Your assignment:
Below is a block of records; repeat each one exactly.

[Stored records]
* * * * *

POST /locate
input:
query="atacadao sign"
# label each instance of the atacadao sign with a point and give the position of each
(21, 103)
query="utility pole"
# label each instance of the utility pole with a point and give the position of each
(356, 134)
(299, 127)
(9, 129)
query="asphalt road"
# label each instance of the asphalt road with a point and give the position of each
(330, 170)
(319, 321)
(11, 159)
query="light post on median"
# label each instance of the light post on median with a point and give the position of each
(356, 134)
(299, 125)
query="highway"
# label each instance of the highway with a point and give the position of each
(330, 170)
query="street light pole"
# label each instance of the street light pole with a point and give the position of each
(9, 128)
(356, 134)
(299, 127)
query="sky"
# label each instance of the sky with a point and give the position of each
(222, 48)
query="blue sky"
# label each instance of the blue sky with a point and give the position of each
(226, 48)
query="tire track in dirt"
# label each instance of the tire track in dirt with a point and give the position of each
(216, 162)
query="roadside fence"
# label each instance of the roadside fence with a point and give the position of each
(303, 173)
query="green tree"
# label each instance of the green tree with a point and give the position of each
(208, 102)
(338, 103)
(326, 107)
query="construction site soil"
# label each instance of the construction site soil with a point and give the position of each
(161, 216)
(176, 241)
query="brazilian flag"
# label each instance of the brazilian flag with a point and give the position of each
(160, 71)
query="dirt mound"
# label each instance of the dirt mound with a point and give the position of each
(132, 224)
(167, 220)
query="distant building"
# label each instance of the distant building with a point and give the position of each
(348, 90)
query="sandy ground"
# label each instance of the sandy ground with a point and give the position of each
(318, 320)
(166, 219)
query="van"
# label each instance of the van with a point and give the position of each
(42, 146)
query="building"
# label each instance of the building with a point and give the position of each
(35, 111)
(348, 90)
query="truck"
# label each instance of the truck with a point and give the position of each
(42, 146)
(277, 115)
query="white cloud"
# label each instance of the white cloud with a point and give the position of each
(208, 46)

* * * * *

Result for this task:
POST /locate
input:
query="atacadao sign"
# label each instance of the atacadao sign with a point and give the position of each
(21, 103)
query="utility pole"
# label each instance of the utility pole with a point and give the position of each
(356, 134)
(299, 127)
(9, 129)
query="asphalt road"
# label each instance of the asphalt road with a point and give the position of each
(330, 170)
(319, 321)
(11, 159)
query="light post on median"
# label each instance of the light post on median with a point and give the position of each
(356, 134)
(299, 125)
query="highway"
# label each instance of the highway with a point and give the position of each
(330, 170)
query="street light pole"
# label each instance of the street light pole with a point and give the position of each
(9, 128)
(356, 134)
(299, 127)
query="sky"
# label each instance of the sky with a point and give the position of each
(222, 48)
query="blue sky"
# label each instance of the blue sky with a point and give the position of each
(226, 48)
query="tire track in dirt"
# label each instance of the tire track in dirt with a point and give the position of each
(216, 162)
query="roadside fence"
# label each instance of the roadside fence with a point and give the position of each
(303, 173)
query="green tree"
# label each instance of the green tree with a point and give the position of each
(208, 102)
(338, 103)
(326, 107)
query="construction site soil"
# label each instance of the construction site soil with a point and give the position of each
(161, 216)
(176, 241)
query="brazilian flag"
# label each instance of the brazilian flag with a point and give the position of each
(160, 71)
query="dirt mound"
# label each instance of the dirt mound with a point and give the position of each
(132, 224)
(167, 220)
query="distant building"
# label each instance of the distant building with a point and give the position of each
(348, 90)
query="sandy ground"
# label each instance of the sandy ground with a point and give the position of each
(318, 320)
(166, 219)
query="van"
# label each instance of the van with a point and give the position of each
(42, 146)
query="building"
# label each instance of the building with a point and give the position of each
(35, 111)
(348, 90)
query="truck"
# label each instance of the truck with a point and give the position of each
(42, 146)
(277, 115)
query="white cloud"
# label each instance of the white cloud with a point and give the position of each
(208, 46)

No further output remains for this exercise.